*The exercise:* Copy out all the items below, changing every "sneaker" to "shoe" and leaving everything else unchanged. Omit the pictures from your copy.

*Records for this exercise:*
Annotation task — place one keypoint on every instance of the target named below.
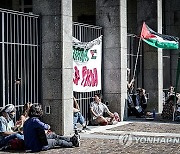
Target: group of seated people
(137, 103)
(31, 134)
(97, 112)
(171, 106)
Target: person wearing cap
(97, 109)
(141, 101)
(6, 125)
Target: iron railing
(85, 33)
(20, 58)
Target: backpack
(16, 144)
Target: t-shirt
(98, 108)
(5, 125)
(30, 133)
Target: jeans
(57, 140)
(78, 118)
(6, 139)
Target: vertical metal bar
(31, 56)
(37, 43)
(25, 52)
(8, 61)
(18, 61)
(15, 73)
(3, 62)
(21, 46)
(11, 60)
(34, 59)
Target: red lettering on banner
(76, 75)
(90, 77)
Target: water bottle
(154, 113)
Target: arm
(40, 124)
(76, 103)
(92, 111)
(110, 113)
(130, 85)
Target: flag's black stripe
(165, 37)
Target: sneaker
(75, 140)
(85, 128)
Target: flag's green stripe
(163, 45)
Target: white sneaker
(76, 140)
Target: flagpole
(135, 66)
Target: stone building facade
(118, 19)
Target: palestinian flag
(158, 40)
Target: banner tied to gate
(87, 58)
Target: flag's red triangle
(145, 33)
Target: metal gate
(20, 58)
(85, 33)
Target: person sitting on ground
(97, 109)
(168, 107)
(141, 101)
(6, 125)
(23, 118)
(77, 117)
(34, 133)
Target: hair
(26, 108)
(139, 90)
(8, 108)
(35, 111)
(99, 95)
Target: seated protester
(97, 109)
(23, 118)
(34, 133)
(77, 117)
(168, 107)
(141, 101)
(6, 125)
(170, 92)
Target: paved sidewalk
(131, 137)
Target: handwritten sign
(87, 57)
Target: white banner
(87, 58)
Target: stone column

*Result of the task:*
Annotation task — place one keypoint on every instance of the target named below.
Target: group of seated people
(137, 103)
(31, 134)
(97, 112)
(171, 106)
Target: person wearing cap
(97, 109)
(141, 101)
(6, 125)
Target: iron railing
(85, 33)
(20, 58)
Target: backpack
(16, 144)
Target: t-shirt
(98, 108)
(5, 125)
(30, 133)
Target: jeans
(57, 140)
(78, 118)
(6, 139)
Target: vertical metal bar
(31, 56)
(37, 43)
(25, 52)
(8, 61)
(18, 61)
(15, 73)
(3, 62)
(21, 46)
(11, 60)
(34, 59)
Target: red lettering on banner
(76, 75)
(90, 77)
Target: water bottle
(154, 113)
Target: arm
(40, 124)
(76, 103)
(92, 111)
(110, 113)
(130, 85)
Target: flag's black stripe
(165, 37)
Target: shoe
(75, 140)
(85, 128)
Target: flag's green stripe
(163, 45)
Target: white shoe
(76, 140)
Target: flagpole
(135, 66)
Target: stone building facade
(118, 19)
Target: palestinian flag
(158, 40)
Target: banner tied to gate
(87, 58)
Target: flag's red triangle
(145, 33)
Target: metal gate
(20, 58)
(85, 33)
Target: person sitting on ground
(97, 109)
(168, 107)
(141, 101)
(6, 125)
(23, 118)
(77, 117)
(34, 133)
Target: hair
(26, 108)
(139, 90)
(8, 108)
(35, 111)
(99, 95)
Target: seated protester
(97, 109)
(23, 118)
(34, 133)
(77, 117)
(168, 107)
(141, 101)
(6, 125)
(170, 92)
Target: paved sidewalk
(131, 137)
Target: handwritten sign
(87, 57)
Target: white banner
(87, 58)
Target: stone column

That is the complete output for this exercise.